Polecenie 1 =
Zbierz wszystkie wiersze, w których występuje słowo "white". Wielkość liter ma znaczenie.

Saiya-jin - Pią 10.09.2004, 08:07:33
" />A mi się nie wydaje, że akcja w WP była taka prosta i oczywista, zaskoczyło mnie w niej wiele rzeczy (np. Frodo na końcu dał się opanować pierścieniowi i to w sumie dzięki Smeagolowi armia Saurona została pokonana). Odcienie szarości są tam również, np. wspomniany wyżej Smeagol, który był kiedyś hobbitem (tak więc hobbici nie są tylko dobrzy).



Wlad - Pią 10.09.2004, 14:10:05
" />A ja nie jestem wielbiecielem Tolkiena....dla mnie to swietny podklad pod wspolczesna fantasy i wlasciwie tyle....

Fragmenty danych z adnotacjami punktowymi
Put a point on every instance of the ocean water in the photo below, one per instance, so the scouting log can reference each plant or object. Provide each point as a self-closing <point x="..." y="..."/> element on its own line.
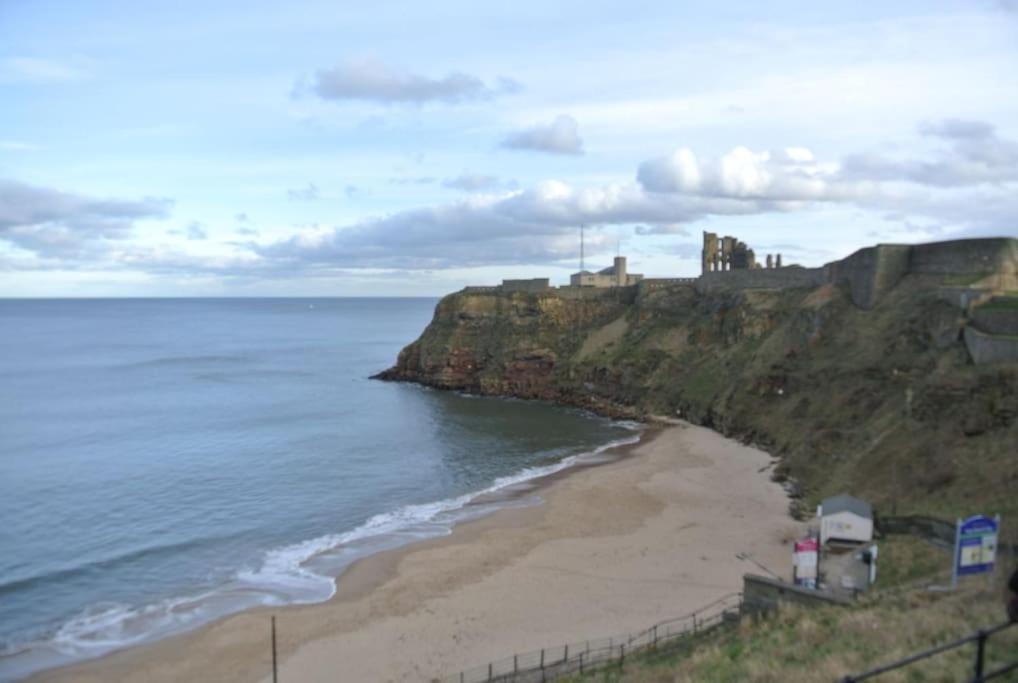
<point x="164" y="462"/>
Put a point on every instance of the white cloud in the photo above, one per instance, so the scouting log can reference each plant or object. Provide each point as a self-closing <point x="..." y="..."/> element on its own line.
<point x="559" y="136"/>
<point x="375" y="81"/>
<point x="50" y="222"/>
<point x="791" y="174"/>
<point x="475" y="182"/>
<point x="308" y="192"/>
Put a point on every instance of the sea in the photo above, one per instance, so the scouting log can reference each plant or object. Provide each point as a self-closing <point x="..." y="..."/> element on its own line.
<point x="167" y="462"/>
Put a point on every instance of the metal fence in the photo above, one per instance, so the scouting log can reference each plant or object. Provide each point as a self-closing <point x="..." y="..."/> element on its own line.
<point x="978" y="667"/>
<point x="588" y="656"/>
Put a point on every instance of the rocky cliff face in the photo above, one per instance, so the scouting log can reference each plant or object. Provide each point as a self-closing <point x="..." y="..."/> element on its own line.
<point x="883" y="402"/>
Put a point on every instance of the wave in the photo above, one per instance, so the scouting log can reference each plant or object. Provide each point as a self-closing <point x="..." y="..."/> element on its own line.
<point x="298" y="573"/>
<point x="188" y="360"/>
<point x="120" y="559"/>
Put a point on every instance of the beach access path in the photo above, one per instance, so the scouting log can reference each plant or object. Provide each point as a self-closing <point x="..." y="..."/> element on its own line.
<point x="613" y="549"/>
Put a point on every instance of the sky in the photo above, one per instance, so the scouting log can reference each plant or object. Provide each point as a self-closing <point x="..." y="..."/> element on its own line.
<point x="408" y="149"/>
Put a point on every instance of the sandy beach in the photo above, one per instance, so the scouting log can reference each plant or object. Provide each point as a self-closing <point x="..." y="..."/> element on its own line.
<point x="612" y="549"/>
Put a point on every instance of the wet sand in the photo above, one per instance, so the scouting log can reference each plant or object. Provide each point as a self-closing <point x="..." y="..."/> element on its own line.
<point x="613" y="549"/>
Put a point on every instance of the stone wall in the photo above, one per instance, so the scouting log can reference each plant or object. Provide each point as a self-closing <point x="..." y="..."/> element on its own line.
<point x="870" y="272"/>
<point x="761" y="278"/>
<point x="531" y="285"/>
<point x="966" y="255"/>
<point x="997" y="319"/>
<point x="988" y="348"/>
<point x="624" y="294"/>
<point x="760" y="593"/>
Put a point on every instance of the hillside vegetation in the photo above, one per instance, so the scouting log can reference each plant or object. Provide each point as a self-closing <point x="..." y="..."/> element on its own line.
<point x="883" y="402"/>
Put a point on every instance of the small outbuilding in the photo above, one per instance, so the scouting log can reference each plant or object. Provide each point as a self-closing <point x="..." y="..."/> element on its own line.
<point x="845" y="519"/>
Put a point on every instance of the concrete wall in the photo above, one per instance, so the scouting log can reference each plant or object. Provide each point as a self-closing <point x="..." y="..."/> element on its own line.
<point x="761" y="278"/>
<point x="987" y="348"/>
<point x="760" y="593"/>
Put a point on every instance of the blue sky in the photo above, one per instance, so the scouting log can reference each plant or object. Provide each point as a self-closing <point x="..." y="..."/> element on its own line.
<point x="410" y="149"/>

Polecenie 2 =
Powiel dosłownie z powyższego fragmentu wszystko od słów "Saiya-jin - Pią" aż po słowa "i wlasciwie tyle....".

Oczekiwany wynik 1 =
Put a point on every instance of the white cloud in the photo above, one per instance, so the scouting log can reference each plant or object. Provide each point as a self-closing <point x="..." y="..."/> element on its own line.

Oczekiwany wynik 2 =
Saiya-jin - Pią 10.09.2004, 08:07:33
" />A mi się nie wydaje, że akcja w WP była taka prosta i oczywista, zaskoczyło mnie w niej wiele rzeczy (np. Frodo na końcu dał się opanować pierścieniowi i to w sumie dzięki Smeagolowi armia Saurona została pokonana). Odcienie szarości są tam również, np. wspomniany wyżej Smeagol, który był kiedyś hobbitem (tak więc hobbici nie są tylko dobrzy).



Wlad - Pią 10.09.2004, 14:10:05
" />A ja nie jestem wielbiecielem Tolkiena....dla mnie to swietny podklad pod wspolczesna fantasy i wlasciwie tyle....